§ **SOURCE RECORDS**
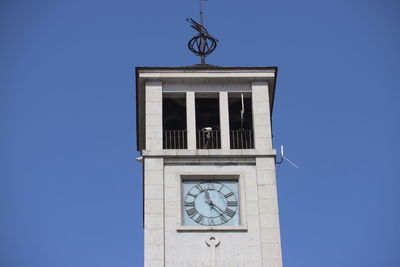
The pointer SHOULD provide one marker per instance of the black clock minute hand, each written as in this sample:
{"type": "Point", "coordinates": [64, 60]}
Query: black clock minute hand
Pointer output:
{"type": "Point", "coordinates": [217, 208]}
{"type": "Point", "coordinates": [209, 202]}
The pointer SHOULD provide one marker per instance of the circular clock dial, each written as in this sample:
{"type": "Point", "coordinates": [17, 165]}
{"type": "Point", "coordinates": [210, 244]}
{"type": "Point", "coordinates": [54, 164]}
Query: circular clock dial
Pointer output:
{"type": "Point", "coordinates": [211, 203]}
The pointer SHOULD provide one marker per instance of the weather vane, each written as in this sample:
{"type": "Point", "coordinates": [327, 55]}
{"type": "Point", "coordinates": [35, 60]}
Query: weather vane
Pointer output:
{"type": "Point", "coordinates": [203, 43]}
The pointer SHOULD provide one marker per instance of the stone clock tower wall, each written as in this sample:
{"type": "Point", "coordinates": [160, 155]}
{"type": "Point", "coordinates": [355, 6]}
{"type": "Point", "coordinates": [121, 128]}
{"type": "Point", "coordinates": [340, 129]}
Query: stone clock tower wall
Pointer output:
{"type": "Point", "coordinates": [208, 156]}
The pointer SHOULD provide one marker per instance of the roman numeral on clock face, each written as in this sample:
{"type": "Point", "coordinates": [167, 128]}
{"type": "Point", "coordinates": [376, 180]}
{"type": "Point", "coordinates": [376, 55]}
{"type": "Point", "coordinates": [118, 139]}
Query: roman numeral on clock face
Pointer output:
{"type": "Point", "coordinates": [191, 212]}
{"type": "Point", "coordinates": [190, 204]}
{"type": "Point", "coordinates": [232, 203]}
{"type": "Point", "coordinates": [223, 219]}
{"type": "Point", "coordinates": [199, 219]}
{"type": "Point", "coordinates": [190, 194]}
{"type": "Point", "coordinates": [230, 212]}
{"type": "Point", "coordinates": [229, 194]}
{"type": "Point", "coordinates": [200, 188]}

§ **AIM OF THE EXERCISE**
Copy the whole of the material above exactly, but not its images.

§ **RESPONSE**
The pointer SHOULD provide one marker per instance of the black clock minute hand, each written as in this sample:
{"type": "Point", "coordinates": [64, 60]}
Query: black clock minute hand
Pointer output:
{"type": "Point", "coordinates": [217, 208]}
{"type": "Point", "coordinates": [209, 202]}
The pointer SHOULD provide one marker per instance of the circular clock dial, each written as in this sample:
{"type": "Point", "coordinates": [17, 165]}
{"type": "Point", "coordinates": [210, 244]}
{"type": "Point", "coordinates": [54, 164]}
Query: circular clock dial
Pointer output:
{"type": "Point", "coordinates": [211, 203]}
The pointer SHOULD provide one marker per instance of the weather vane, each written as in this sample:
{"type": "Point", "coordinates": [327, 55]}
{"type": "Point", "coordinates": [35, 60]}
Query: weather vane
Pointer output:
{"type": "Point", "coordinates": [203, 43]}
The pointer SHOULD provide one marker per instance of the stone clock tower wall, each written as in this sample:
{"type": "Point", "coordinates": [160, 155]}
{"type": "Point", "coordinates": [355, 6]}
{"type": "Point", "coordinates": [121, 128]}
{"type": "Point", "coordinates": [340, 129]}
Query: stone clock tower wall
Pointer output:
{"type": "Point", "coordinates": [208, 156]}
The pointer SHOULD provide one marker per instance of the roman numeral on clock face, each written as in this sample:
{"type": "Point", "coordinates": [167, 128]}
{"type": "Point", "coordinates": [376, 180]}
{"type": "Point", "coordinates": [376, 55]}
{"type": "Point", "coordinates": [118, 139]}
Query: roman numeral on clock face
Pointer output:
{"type": "Point", "coordinates": [191, 212]}
{"type": "Point", "coordinates": [190, 204]}
{"type": "Point", "coordinates": [232, 203]}
{"type": "Point", "coordinates": [223, 219]}
{"type": "Point", "coordinates": [199, 219]}
{"type": "Point", "coordinates": [190, 194]}
{"type": "Point", "coordinates": [230, 212]}
{"type": "Point", "coordinates": [229, 194]}
{"type": "Point", "coordinates": [200, 188]}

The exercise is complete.